Format every line of the material below as a JSON list of strings, with one string per line and blank lines omitted.

-*-*-

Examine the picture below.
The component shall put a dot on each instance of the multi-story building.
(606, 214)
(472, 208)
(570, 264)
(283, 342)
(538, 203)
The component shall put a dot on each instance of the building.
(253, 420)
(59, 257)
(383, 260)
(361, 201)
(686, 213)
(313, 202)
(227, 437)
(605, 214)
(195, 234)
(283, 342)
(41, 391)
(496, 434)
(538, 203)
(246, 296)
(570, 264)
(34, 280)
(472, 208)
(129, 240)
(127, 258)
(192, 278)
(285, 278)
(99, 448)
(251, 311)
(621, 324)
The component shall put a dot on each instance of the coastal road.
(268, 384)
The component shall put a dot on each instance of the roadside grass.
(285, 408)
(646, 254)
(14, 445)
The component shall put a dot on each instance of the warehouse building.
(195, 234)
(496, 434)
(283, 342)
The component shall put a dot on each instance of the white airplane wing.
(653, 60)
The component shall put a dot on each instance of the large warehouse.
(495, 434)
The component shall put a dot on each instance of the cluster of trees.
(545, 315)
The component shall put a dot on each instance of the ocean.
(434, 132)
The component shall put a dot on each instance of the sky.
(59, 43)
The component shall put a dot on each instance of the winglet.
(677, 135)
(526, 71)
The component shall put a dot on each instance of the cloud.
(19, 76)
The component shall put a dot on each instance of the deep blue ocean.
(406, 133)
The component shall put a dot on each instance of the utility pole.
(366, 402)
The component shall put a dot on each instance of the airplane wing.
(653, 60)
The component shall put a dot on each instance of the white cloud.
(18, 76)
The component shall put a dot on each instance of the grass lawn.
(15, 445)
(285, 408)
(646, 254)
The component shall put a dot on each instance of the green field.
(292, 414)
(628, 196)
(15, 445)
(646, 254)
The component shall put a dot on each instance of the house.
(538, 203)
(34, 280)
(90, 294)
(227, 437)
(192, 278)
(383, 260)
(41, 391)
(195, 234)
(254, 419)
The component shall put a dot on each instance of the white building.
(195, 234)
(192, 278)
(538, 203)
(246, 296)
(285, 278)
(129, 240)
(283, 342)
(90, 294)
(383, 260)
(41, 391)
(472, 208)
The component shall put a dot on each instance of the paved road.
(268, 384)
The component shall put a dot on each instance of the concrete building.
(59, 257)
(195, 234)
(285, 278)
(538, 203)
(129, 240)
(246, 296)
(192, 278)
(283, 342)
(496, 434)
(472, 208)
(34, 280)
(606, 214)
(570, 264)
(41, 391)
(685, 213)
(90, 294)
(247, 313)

-*-*-

# SOLVED PROBLEM
[
  "Examine the picture below.",
  "The component shall put a dot on each instance of the multi-story building.",
  "(606, 214)",
  "(472, 208)",
  "(570, 264)",
  "(283, 342)",
  "(538, 203)",
  "The component shall put a dot on each instance of the building.",
  "(253, 420)",
  "(59, 257)",
  "(383, 260)",
  "(361, 201)",
  "(686, 213)",
  "(313, 202)",
  "(227, 437)",
  "(605, 214)",
  "(195, 234)",
  "(283, 342)",
  "(41, 391)",
  "(496, 434)",
  "(538, 203)",
  "(246, 296)",
  "(570, 264)",
  "(34, 280)",
  "(472, 208)",
  "(129, 240)",
  "(127, 258)",
  "(192, 278)",
  "(285, 278)",
  "(99, 448)",
  "(251, 311)",
  "(621, 324)",
  "The component shall put a dot on each instance of the coastal road.",
  "(268, 384)",
  "The component shall put a dot on each instance of the roadside grass.",
  "(285, 408)",
  "(646, 254)",
  "(14, 445)",
  "The component shall put a dot on each instance of the warehouse building.",
  "(195, 234)",
  "(496, 434)",
  "(283, 342)",
  "The component shall put a dot on each instance of the white airplane wing.",
  "(653, 60)",
  "The component shall put a dot on each instance of the large warehouse.",
  "(495, 434)",
  "The component shall put a dot on each instance of the cluster of trees.",
  "(545, 315)",
  "The component shall put a dot on each instance of the ocean.",
  "(434, 132)",
  "The component shall put a dot on each instance of the sky.",
  "(59, 43)",
  "The component shall put a dot on each instance of the winglet.",
  "(677, 135)",
  "(526, 71)",
  "The component shall put a dot on each instance of the cloud.",
  "(19, 76)",
  "The component shall put a dot on each instance of the deep blue ocean.",
  "(406, 133)",
  "The component shall put a dot on each instance of the utility pole.",
  "(366, 402)",
  "The component shall put a dot on each instance of the airplane wing.",
  "(653, 60)",
  "The component shall put a dot on each instance of the white cloud.",
  "(18, 76)",
  "The component shall put a dot on each instance of the grass lawn.",
  "(15, 445)",
  "(285, 408)",
  "(646, 254)",
  "The component shall put a dot on each instance of the green field.",
  "(292, 414)",
  "(628, 196)",
  "(15, 445)",
  "(646, 254)",
  "The component shall put a dot on each instance of the house.",
  "(538, 203)",
  "(34, 280)",
  "(90, 294)",
  "(227, 437)",
  "(192, 278)",
  "(383, 260)",
  "(41, 391)",
  "(195, 234)",
  "(254, 419)",
  "The component shall put a dot on each instance of the white building.",
  "(195, 234)",
  "(192, 278)",
  "(538, 203)",
  "(246, 296)",
  "(285, 278)",
  "(129, 240)",
  "(283, 342)",
  "(90, 294)",
  "(383, 260)",
  "(41, 391)",
  "(472, 208)",
  "The component shall put a dot on each instance of the paved road.",
  "(268, 384)",
  "The component shall put a dot on each instance of the concrete building.",
  "(59, 257)",
  "(195, 234)",
  "(285, 278)",
  "(538, 203)",
  "(129, 240)",
  "(246, 296)",
  "(192, 278)",
  "(283, 342)",
  "(496, 434)",
  "(472, 208)",
  "(34, 280)",
  "(606, 214)",
  "(570, 264)",
  "(41, 391)",
  "(685, 213)",
  "(90, 294)",
  "(247, 313)"
]